** The task **
Each line from the opening of the records that follow to the line with "Query: white cloud" needs to be written out exactly. Add nothing.

******

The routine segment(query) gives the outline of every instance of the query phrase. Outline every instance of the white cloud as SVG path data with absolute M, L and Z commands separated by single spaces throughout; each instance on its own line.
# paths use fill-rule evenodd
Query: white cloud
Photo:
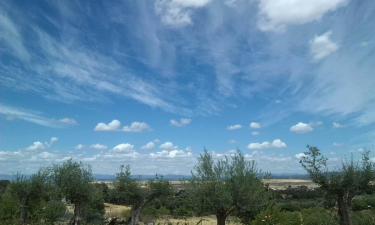
M 118 144 L 113 147 L 115 153 L 132 153 L 134 152 L 134 145 L 129 143 Z
M 305 157 L 306 154 L 305 153 L 298 153 L 298 154 L 295 154 L 295 158 L 298 159 L 298 160 L 301 160 L 303 157 Z
M 85 147 L 85 146 L 84 146 L 83 144 L 78 144 L 78 145 L 76 145 L 74 148 L 75 148 L 76 150 L 82 150 L 84 147 Z
M 156 153 L 150 153 L 151 158 L 177 158 L 177 157 L 191 157 L 192 152 L 189 147 L 180 149 L 177 145 L 172 142 L 164 142 L 159 146 L 161 151 Z
M 32 145 L 30 145 L 29 147 L 27 147 L 27 150 L 43 150 L 46 148 L 46 145 L 40 141 L 35 141 L 33 142 Z
M 251 132 L 251 135 L 253 135 L 253 136 L 257 136 L 257 135 L 259 135 L 259 131 L 252 131 L 252 132 Z
M 117 131 L 121 127 L 121 122 L 119 120 L 112 120 L 110 123 L 98 123 L 95 126 L 95 131 Z
M 272 148 L 286 148 L 287 145 L 282 140 L 275 139 L 272 142 L 264 141 L 262 143 L 250 143 L 247 147 L 251 150 L 262 150 Z
M 314 60 L 321 60 L 330 54 L 337 51 L 338 45 L 331 40 L 331 31 L 327 31 L 320 36 L 315 36 L 312 41 L 310 41 L 310 51 Z
M 161 145 L 159 146 L 159 148 L 161 148 L 161 149 L 163 149 L 163 150 L 168 150 L 168 151 L 170 151 L 170 150 L 176 149 L 176 148 L 178 148 L 178 147 L 175 146 L 172 142 L 167 141 L 167 142 L 164 142 L 163 144 L 161 144 Z
M 27 147 L 26 149 L 30 151 L 39 151 L 52 147 L 58 141 L 59 139 L 57 137 L 51 137 L 49 141 L 45 142 L 34 141 L 33 144 Z
M 333 127 L 333 128 L 344 128 L 345 126 L 342 125 L 342 124 L 339 123 L 339 122 L 333 122 L 333 123 L 332 123 L 332 127 Z
M 57 137 L 51 137 L 50 141 L 49 141 L 49 145 L 53 145 L 54 143 L 58 142 L 59 139 Z
M 144 131 L 149 131 L 149 130 L 151 130 L 151 128 L 145 122 L 135 121 L 135 122 L 132 122 L 130 124 L 130 126 L 124 126 L 122 130 L 125 131 L 125 132 L 140 133 L 140 132 L 144 132 Z
M 348 0 L 259 0 L 258 27 L 263 31 L 280 31 L 288 25 L 317 21 L 347 2 Z
M 262 128 L 262 125 L 260 123 L 258 123 L 258 122 L 251 122 L 249 126 L 250 126 L 250 128 L 253 128 L 253 129 L 260 129 L 260 128 Z
M 314 128 L 310 124 L 299 122 L 296 125 L 291 126 L 289 130 L 296 134 L 305 134 L 313 131 Z
M 124 132 L 133 132 L 140 133 L 144 131 L 151 130 L 150 126 L 145 122 L 134 121 L 130 125 L 124 126 L 121 128 L 121 122 L 119 120 L 112 120 L 110 123 L 98 123 L 95 127 L 95 131 L 124 131 Z
M 55 154 L 50 152 L 41 152 L 38 154 L 38 157 L 41 159 L 52 159 L 55 157 Z
M 189 125 L 192 122 L 192 119 L 190 118 L 181 118 L 179 120 L 172 119 L 169 121 L 172 126 L 175 127 L 184 127 Z
M 67 124 L 67 125 L 78 125 L 78 122 L 73 118 L 62 118 L 59 120 L 61 123 Z
M 227 127 L 227 130 L 239 130 L 242 128 L 241 124 L 234 124 Z
M 147 144 L 143 145 L 143 146 L 142 146 L 142 149 L 145 149 L 145 150 L 152 150 L 152 149 L 154 149 L 155 147 L 156 147 L 155 142 L 150 141 L 150 142 L 148 142 Z
M 211 0 L 157 0 L 156 13 L 161 21 L 172 27 L 182 27 L 193 23 L 191 15 L 194 9 L 206 6 Z
M 93 144 L 93 145 L 90 145 L 90 148 L 95 149 L 95 150 L 105 150 L 108 147 L 102 144 Z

******

** Completed exercise **
The routine segment(query) gives the outline of every instance of the query phrase. Outline every instance of the white cloud as SVG path data with absolute M, L and Z commands separated by single spaces throughout; each instance on its own line.
# paths use fill-rule evenodd
Query: white cloud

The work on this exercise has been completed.